>> begin
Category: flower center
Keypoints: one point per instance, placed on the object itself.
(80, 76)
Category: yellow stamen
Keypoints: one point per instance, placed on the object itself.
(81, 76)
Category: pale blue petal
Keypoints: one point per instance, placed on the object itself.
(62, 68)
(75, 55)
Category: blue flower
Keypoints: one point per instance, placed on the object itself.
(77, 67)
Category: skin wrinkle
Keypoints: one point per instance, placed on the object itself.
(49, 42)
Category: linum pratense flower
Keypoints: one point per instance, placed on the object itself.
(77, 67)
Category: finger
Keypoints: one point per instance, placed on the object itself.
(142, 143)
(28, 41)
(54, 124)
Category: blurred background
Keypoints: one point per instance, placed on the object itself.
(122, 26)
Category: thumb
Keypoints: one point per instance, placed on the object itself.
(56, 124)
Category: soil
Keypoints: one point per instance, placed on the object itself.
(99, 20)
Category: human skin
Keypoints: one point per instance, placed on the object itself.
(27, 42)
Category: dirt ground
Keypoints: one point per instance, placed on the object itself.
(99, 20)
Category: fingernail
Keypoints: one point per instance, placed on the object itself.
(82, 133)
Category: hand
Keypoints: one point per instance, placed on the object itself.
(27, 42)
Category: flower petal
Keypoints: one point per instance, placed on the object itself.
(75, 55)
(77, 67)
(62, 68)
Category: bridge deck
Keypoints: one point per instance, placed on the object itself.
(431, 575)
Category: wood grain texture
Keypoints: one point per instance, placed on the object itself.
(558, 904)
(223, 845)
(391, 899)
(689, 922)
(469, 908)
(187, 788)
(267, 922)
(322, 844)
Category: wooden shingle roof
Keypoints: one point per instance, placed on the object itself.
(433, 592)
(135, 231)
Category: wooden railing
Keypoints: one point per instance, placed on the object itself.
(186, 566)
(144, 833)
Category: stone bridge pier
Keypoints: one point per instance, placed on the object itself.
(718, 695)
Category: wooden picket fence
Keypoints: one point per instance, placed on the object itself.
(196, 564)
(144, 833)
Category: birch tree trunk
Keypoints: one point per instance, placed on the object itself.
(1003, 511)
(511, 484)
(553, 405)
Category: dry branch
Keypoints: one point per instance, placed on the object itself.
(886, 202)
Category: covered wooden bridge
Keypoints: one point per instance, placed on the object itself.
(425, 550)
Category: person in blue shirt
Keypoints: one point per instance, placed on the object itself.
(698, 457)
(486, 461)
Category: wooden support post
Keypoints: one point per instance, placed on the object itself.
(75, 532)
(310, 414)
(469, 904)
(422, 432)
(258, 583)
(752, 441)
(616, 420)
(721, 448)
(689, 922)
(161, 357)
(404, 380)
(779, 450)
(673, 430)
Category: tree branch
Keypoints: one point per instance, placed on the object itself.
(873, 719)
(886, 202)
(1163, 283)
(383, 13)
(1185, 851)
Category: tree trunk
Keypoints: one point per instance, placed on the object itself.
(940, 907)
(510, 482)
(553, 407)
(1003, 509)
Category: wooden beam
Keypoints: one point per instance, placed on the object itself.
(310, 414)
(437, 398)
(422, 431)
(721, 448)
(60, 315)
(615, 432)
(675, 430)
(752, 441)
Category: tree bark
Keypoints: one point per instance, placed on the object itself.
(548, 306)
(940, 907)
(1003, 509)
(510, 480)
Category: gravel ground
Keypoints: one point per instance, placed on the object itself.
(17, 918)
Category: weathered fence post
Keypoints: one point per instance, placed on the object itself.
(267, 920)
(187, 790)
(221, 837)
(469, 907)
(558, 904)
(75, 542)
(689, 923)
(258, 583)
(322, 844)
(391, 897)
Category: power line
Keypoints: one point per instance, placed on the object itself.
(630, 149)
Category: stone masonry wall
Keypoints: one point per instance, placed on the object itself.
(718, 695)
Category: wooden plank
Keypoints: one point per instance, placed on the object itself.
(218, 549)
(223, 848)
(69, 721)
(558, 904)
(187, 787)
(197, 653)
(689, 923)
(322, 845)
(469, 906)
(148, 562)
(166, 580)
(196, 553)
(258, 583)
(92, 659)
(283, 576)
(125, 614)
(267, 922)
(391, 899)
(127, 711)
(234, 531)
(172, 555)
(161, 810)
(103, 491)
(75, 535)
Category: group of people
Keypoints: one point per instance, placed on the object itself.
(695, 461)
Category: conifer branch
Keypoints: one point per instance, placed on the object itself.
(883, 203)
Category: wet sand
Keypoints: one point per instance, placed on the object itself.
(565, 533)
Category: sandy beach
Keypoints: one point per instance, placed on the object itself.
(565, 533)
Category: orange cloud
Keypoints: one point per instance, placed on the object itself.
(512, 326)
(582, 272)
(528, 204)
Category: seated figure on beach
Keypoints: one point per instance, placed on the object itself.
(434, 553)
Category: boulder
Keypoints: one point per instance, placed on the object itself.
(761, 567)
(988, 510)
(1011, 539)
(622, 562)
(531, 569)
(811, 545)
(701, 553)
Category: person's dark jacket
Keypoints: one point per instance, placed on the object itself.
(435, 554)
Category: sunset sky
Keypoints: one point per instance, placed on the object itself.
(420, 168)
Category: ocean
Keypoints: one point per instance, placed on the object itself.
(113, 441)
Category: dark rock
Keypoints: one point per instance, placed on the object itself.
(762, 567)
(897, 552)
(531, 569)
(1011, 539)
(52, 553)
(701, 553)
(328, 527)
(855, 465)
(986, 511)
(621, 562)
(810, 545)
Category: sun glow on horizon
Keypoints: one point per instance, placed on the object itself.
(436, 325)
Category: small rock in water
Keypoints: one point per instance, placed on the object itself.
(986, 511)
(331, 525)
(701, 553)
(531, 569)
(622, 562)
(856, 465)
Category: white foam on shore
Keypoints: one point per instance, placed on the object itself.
>> end
* THE EXERCISE:
Reproduce the records above exactly as they appear.

* TASK SOLUTION:
Category: flower center
Keypoints: one point per instance, placed on the object itself.
(80, 76)
Category: yellow stamen
Keypoints: one point per instance, placed on the object itself.
(81, 76)
Category: pale blue petal
Keypoints: one point per instance, placed on the object itself.
(62, 68)
(75, 55)
Category: blue flower
Keypoints: one point per instance, placed on the object itself.
(77, 67)
Category: skin wrinkle
Keypoints: one point per instance, placed on the object itself.
(49, 42)
Category: linum pratense flower
Keypoints: one point per instance, placed on the object itself.
(77, 67)
Category: finger
Keypoints: one point per instance, placed on the object itself.
(142, 143)
(28, 41)
(54, 124)
Category: blurred background
Keypoints: one point per instance, placed on the object itself.
(122, 26)
Category: thumb
Keypoints: one point per instance, placed on the object itself.
(56, 124)
Category: soil
Keypoints: one point per instance, placed on the object itself.
(99, 20)
Category: human skin
Keypoints: one point per instance, placed on the object itself.
(27, 42)
Category: dirt ground
Keypoints: one point per instance, placed on the object itself.
(99, 20)
Category: fingernail
Keypoints: one point per instance, placed on the object itself.
(82, 133)
Category: hand
Keypoints: one point per instance, placed on the object itself.
(27, 42)
Category: flower petal
Keypoints: one point per instance, placed on the object itself.
(75, 55)
(77, 67)
(62, 68)
Category: bridge deck
Keypoints: one point per instance, placed on the object itself.
(431, 575)
Category: wood grain texture
Keypoints: one point per instance, placed on the object itself.
(558, 904)
(223, 845)
(391, 899)
(689, 922)
(469, 908)
(187, 788)
(267, 922)
(322, 844)
Category: wooden shingle roof
Keypoints: one point per instance, placed on the object itself.
(433, 592)
(135, 231)
Category: wooden railing
Keypoints: one point per instance, placed on the object itself.
(186, 566)
(144, 833)
Category: stone bridge pier
Keypoints: one point per instance, placed on the object itself.
(718, 695)
Category: wooden picket fence
Keypoints: one point per instance, placed on the object itself.
(196, 564)
(144, 833)
Category: birch tree trunk
Keypoints: one point per instance, placed on the object itself.
(1003, 511)
(511, 484)
(553, 405)
Category: dry branch
Keypoints: one point per instance, placed on the object itself.
(886, 202)
Category: covered wooden bridge
Keypoints: one point per instance, placed on the object itself.
(425, 550)
Category: person in blue shirt
Keypoints: one point per instance, placed on the object itself.
(698, 457)
(486, 461)
Category: wooden support post
Keypoints: one point per instance, placed on the object itself.
(75, 532)
(310, 414)
(469, 904)
(422, 432)
(258, 583)
(752, 441)
(616, 420)
(721, 448)
(689, 922)
(161, 357)
(404, 380)
(779, 450)
(673, 430)
Category: tree branch
Keypoints: one point per instance, placed on the object itself.
(873, 719)
(886, 202)
(1163, 283)
(383, 13)
(1185, 851)
Category: tree trunk
Keypoints: one point per instance, placed on the object itself.
(940, 907)
(510, 482)
(553, 407)
(1003, 509)
Category: wooden beam
Keypoints: one point per instance, placed on the object itself.
(310, 414)
(437, 398)
(422, 431)
(721, 448)
(60, 315)
(615, 432)
(675, 430)
(752, 441)
Category: tree bark
Keypoints: one point per instance, placed on the object itself.
(548, 306)
(940, 907)
(1003, 509)
(510, 480)
Category: gravel ground
Keypoints: one point per instance, placed on the object itself.
(17, 918)
Category: weathered fence post
Keypoints: one point per instance, placed on the object itself.
(267, 920)
(187, 790)
(221, 837)
(469, 907)
(558, 904)
(75, 542)
(689, 923)
(258, 583)
(322, 844)
(391, 897)
Category: power line
Keypoints: one point per instance, placed on the object itself.
(630, 149)
Category: stone masonry wall
Keypoints: one point per instance, placed on the object itself.
(718, 695)
Category: wooden plank
Keypoints: one point per instance, placed on the object itself.
(218, 549)
(223, 848)
(69, 721)
(558, 904)
(187, 787)
(197, 653)
(689, 923)
(322, 845)
(469, 906)
(148, 562)
(166, 580)
(196, 553)
(258, 583)
(92, 659)
(283, 576)
(125, 614)
(267, 922)
(391, 899)
(127, 711)
(234, 531)
(172, 555)
(161, 810)
(103, 491)
(75, 535)
Category: group of people
Keypoints: one point per instance, placed on the object itself.
(695, 461)
Category: conifer branch
Keypoints: one point per instance, placed on the object itself.
(883, 203)
Category: wet sand
Keypoints: one point per instance, placed on the object itself.
(565, 533)
Category: sandy beach
Keypoints: one point per instance, placed on the object itself.
(565, 533)
Category: orange cloud
Keypoints: one point per instance, placed on the object itself.
(512, 326)
(582, 272)
(528, 204)
Category: seated figure on beach
Keypoints: one point per instance, placed on the object itself.
(434, 553)
Category: boulder
Keypoints: one point per instance, placed on the object itself.
(761, 567)
(988, 510)
(1011, 539)
(622, 562)
(531, 569)
(811, 545)
(701, 553)
Category: person's dark jacket
Keypoints: one point per instance, placed on the object itself.
(435, 554)
Category: sunset sky
Keypoints: one point per instance, placed on the object itself.
(420, 168)
Category: ocean
Keypoints: one point per instance, placed on the object itself.
(113, 441)
Category: dark rock
Keypoints: one point per instance, placed on the object itself.
(762, 567)
(897, 552)
(531, 569)
(1011, 539)
(52, 553)
(701, 553)
(328, 527)
(855, 465)
(986, 511)
(621, 562)
(810, 545)
Category: sun glow on horizon
Keypoints: one point per instance, placed on the object itself.
(436, 325)
Category: small rock in water
Keypoints: one point per instance, placed on the object itself.
(986, 511)
(331, 525)
(701, 553)
(531, 569)
(622, 562)
(856, 465)
Category: white foam on shore
Keypoints: one point per instance, placed on the object itself.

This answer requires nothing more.